» Exercise goal
Turn everything from the first line of the entries through the line containing "[[[96,90],[96,66],[84,64],[84,98],[95,97]]]" into a JSON list of strings, one string per line, with blank lines dropped. Leave the pictures out.

» Provided data
- - - - - - -
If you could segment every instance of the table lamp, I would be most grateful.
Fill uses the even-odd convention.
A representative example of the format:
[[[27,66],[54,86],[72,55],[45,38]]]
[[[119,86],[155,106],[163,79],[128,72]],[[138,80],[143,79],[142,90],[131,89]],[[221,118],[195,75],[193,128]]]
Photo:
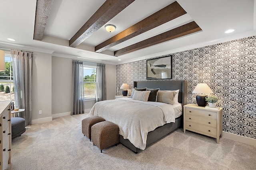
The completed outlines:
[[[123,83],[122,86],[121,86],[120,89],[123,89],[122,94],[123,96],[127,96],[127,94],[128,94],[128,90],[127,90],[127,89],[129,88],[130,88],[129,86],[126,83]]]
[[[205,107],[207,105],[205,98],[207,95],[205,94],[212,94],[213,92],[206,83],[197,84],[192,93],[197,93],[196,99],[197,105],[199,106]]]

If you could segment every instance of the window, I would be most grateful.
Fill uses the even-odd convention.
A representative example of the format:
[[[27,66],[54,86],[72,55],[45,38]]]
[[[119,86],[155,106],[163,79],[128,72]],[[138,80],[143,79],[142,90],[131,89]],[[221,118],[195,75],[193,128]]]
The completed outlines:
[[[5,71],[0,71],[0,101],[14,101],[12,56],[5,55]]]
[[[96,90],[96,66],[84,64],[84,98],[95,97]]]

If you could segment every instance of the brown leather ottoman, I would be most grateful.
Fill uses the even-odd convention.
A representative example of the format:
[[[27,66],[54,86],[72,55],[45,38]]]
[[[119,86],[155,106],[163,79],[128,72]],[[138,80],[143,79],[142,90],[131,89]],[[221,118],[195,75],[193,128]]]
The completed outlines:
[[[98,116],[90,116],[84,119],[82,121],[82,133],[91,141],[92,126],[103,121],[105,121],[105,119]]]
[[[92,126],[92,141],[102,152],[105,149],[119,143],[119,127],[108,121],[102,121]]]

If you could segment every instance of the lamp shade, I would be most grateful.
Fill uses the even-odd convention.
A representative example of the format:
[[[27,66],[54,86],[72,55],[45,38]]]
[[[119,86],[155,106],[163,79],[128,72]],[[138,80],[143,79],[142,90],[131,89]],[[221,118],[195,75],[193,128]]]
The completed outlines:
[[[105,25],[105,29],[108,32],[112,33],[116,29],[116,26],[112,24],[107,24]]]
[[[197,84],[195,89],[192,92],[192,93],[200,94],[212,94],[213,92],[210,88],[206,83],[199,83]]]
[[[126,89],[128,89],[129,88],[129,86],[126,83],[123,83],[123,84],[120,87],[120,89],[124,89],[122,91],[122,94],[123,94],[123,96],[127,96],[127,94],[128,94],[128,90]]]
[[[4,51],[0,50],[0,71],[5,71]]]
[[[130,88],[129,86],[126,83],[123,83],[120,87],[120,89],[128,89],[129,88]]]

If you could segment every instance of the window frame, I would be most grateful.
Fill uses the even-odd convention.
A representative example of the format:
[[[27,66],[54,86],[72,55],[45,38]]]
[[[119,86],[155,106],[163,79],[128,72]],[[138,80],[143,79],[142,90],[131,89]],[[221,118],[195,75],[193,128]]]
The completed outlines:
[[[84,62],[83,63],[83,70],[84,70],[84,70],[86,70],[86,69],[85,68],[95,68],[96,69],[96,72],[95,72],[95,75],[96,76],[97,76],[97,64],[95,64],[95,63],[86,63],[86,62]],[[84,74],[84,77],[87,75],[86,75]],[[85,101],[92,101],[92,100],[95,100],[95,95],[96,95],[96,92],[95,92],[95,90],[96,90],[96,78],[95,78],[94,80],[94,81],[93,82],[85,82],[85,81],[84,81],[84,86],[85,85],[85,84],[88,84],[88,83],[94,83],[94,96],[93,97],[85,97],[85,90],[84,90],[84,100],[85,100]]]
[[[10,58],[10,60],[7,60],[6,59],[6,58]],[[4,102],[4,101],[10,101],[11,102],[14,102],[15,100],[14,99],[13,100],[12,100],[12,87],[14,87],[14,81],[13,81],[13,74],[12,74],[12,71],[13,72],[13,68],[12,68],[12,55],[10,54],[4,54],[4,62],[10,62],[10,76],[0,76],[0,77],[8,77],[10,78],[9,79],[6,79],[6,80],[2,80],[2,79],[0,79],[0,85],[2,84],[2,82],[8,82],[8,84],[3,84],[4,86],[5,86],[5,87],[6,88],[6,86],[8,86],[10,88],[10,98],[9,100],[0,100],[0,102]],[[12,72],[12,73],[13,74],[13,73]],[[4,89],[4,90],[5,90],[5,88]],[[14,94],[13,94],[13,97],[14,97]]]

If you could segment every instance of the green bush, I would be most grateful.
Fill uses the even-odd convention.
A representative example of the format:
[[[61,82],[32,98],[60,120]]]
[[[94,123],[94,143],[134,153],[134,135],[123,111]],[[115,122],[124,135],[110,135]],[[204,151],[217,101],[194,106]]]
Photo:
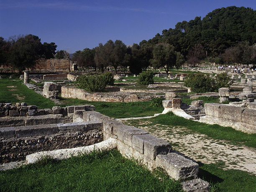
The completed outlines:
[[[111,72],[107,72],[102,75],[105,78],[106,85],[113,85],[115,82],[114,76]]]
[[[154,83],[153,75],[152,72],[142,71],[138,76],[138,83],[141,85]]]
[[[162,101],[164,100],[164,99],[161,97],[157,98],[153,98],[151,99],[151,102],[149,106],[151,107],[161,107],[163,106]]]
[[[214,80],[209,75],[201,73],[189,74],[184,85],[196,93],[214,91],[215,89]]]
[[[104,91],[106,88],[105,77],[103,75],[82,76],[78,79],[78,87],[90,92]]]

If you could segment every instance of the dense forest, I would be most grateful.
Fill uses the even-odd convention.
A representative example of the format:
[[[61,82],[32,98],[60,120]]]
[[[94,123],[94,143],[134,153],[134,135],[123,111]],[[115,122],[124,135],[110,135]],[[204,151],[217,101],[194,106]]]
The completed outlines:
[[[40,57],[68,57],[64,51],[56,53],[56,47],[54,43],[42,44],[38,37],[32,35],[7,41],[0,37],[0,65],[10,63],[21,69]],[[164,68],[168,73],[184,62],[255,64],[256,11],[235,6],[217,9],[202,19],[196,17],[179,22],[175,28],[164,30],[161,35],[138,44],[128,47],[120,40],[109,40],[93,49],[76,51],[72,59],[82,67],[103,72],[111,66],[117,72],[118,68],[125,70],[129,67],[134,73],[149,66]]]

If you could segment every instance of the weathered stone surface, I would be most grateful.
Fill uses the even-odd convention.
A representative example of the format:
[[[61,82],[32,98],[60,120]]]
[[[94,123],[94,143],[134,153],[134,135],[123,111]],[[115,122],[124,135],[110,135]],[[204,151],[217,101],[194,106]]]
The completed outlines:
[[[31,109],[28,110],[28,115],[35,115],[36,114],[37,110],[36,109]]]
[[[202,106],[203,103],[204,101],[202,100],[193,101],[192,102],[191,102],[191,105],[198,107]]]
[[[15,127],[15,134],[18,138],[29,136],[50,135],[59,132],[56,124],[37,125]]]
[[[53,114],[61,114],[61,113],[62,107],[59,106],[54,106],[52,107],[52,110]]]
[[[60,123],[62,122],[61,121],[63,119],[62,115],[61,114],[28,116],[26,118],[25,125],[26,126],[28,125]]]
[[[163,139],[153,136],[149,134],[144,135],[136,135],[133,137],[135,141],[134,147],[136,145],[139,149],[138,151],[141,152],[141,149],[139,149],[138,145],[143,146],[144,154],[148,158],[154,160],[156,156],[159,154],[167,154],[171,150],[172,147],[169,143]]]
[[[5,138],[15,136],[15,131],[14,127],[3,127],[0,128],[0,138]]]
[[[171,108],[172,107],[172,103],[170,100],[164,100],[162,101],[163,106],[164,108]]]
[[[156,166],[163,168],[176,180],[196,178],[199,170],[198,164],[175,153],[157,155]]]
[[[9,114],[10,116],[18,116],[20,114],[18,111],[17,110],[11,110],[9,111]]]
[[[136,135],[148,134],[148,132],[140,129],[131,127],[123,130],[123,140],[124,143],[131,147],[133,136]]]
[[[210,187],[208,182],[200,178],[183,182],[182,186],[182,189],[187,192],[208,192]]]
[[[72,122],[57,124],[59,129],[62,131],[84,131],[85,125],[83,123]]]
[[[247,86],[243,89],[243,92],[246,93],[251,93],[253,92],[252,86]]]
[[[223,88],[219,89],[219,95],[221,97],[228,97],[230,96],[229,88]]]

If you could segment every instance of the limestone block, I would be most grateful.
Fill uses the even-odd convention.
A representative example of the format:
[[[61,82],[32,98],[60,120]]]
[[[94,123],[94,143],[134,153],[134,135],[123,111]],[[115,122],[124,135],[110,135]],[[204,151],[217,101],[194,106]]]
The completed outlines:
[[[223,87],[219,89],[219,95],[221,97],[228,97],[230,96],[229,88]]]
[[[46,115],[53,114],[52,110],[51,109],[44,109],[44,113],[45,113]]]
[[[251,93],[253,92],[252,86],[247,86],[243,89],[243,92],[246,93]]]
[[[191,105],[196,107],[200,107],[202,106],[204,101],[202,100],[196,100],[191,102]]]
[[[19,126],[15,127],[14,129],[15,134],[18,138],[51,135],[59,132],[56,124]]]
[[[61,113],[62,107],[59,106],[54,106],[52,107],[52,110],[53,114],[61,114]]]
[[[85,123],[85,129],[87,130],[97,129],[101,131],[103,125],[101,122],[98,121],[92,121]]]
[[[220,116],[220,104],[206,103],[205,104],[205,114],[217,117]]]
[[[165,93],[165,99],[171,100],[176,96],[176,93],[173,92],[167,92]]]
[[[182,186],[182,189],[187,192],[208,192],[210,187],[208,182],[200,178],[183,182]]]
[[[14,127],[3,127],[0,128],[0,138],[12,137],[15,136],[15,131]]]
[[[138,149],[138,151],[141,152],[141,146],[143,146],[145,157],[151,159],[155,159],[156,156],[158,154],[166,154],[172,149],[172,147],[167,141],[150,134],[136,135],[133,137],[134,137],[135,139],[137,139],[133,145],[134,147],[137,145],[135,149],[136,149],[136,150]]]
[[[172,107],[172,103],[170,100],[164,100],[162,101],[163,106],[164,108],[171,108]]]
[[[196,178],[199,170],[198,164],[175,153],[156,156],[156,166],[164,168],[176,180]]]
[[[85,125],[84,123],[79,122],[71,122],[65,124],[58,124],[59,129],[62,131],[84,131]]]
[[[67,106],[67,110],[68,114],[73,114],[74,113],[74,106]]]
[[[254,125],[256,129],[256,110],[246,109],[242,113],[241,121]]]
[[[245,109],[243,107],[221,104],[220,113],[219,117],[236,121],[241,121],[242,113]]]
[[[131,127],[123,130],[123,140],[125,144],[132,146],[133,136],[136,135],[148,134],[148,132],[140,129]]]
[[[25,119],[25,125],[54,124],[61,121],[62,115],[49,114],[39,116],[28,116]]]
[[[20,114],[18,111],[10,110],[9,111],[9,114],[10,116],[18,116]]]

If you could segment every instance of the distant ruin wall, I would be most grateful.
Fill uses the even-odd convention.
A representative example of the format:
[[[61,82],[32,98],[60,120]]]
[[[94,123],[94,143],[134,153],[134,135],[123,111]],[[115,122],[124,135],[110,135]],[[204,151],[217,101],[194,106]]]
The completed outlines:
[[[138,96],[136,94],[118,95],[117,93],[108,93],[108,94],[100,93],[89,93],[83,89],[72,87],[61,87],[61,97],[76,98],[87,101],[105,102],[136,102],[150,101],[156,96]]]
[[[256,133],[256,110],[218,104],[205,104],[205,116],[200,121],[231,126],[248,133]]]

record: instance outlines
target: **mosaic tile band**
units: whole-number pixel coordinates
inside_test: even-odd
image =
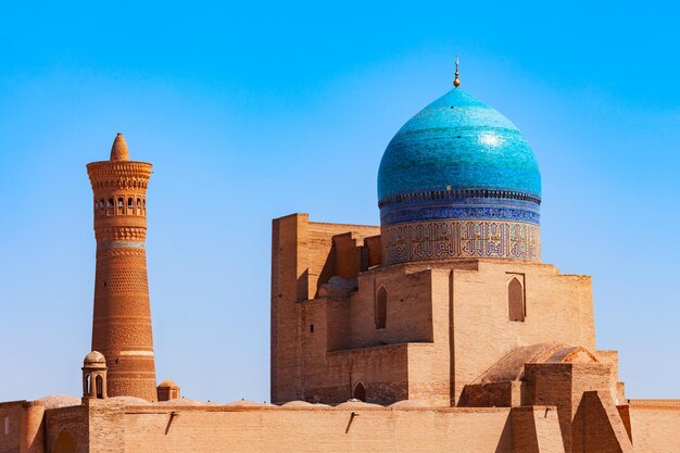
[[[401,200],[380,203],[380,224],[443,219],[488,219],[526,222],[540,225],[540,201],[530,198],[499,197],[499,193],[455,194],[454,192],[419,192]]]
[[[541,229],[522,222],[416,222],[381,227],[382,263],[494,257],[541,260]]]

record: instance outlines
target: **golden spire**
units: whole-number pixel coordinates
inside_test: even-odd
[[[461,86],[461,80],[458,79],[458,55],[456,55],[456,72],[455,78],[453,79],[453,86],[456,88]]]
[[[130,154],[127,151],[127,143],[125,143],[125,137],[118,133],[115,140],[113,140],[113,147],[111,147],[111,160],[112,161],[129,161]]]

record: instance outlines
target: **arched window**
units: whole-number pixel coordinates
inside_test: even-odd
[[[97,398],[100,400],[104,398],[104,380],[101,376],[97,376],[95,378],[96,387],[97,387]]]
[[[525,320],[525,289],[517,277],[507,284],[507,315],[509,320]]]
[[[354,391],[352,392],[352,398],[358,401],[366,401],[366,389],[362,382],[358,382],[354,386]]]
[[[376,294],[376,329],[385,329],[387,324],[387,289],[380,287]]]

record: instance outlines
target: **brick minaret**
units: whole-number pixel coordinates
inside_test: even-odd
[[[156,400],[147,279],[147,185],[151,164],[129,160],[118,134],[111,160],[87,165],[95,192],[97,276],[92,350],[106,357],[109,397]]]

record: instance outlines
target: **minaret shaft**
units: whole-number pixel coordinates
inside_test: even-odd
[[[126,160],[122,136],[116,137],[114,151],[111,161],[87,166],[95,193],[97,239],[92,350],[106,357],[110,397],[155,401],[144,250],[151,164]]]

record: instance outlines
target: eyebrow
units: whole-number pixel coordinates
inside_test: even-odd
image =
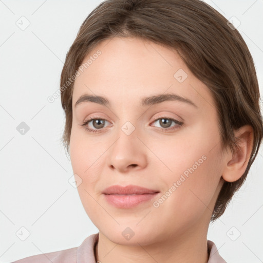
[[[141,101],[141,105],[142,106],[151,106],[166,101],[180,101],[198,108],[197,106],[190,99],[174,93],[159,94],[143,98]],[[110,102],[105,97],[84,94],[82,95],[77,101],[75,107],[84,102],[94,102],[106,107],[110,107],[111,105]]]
- - - - - - -
» Exercise response
[
  "If you could segment every instance of the table lamp, I would be most grateful.",
  "Fill uses the even-odd convention.",
  "A representative example of the format:",
  "[[[27,66],[54,86],[72,55],[45,38]]]",
  "[[[119,86],[155,106],[163,79],[128,72]],[[138,80],[143,79],[142,90],[131,89]],[[221,118],[195,75],[193,128]]]",
  "Photo:",
  "The completed outlines:",
  "[[[123,83],[122,86],[121,86],[120,89],[123,89],[122,94],[123,96],[127,96],[127,94],[128,94],[128,90],[127,90],[127,89],[129,88],[130,88],[129,86],[126,83]]]",
  "[[[205,107],[207,105],[205,98],[207,95],[205,94],[212,94],[213,92],[206,83],[197,84],[192,93],[197,93],[196,99],[197,105],[199,106]]]",
  "If you could segment every instance of the window, I would be most grateful.",
  "Fill uses the even-odd convention.",
  "A representative example of the format:",
  "[[[27,66],[54,86],[72,55],[45,38]]]",
  "[[[119,86],[155,106],[163,79],[128,72]],[[138,80],[143,79],[142,90],[131,89]],[[221,118],[195,75],[193,128]]]",
  "The completed outlines:",
  "[[[5,71],[0,71],[0,101],[14,101],[12,56],[5,55]]]",
  "[[[96,90],[96,66],[84,64],[84,98],[95,97]]]"
]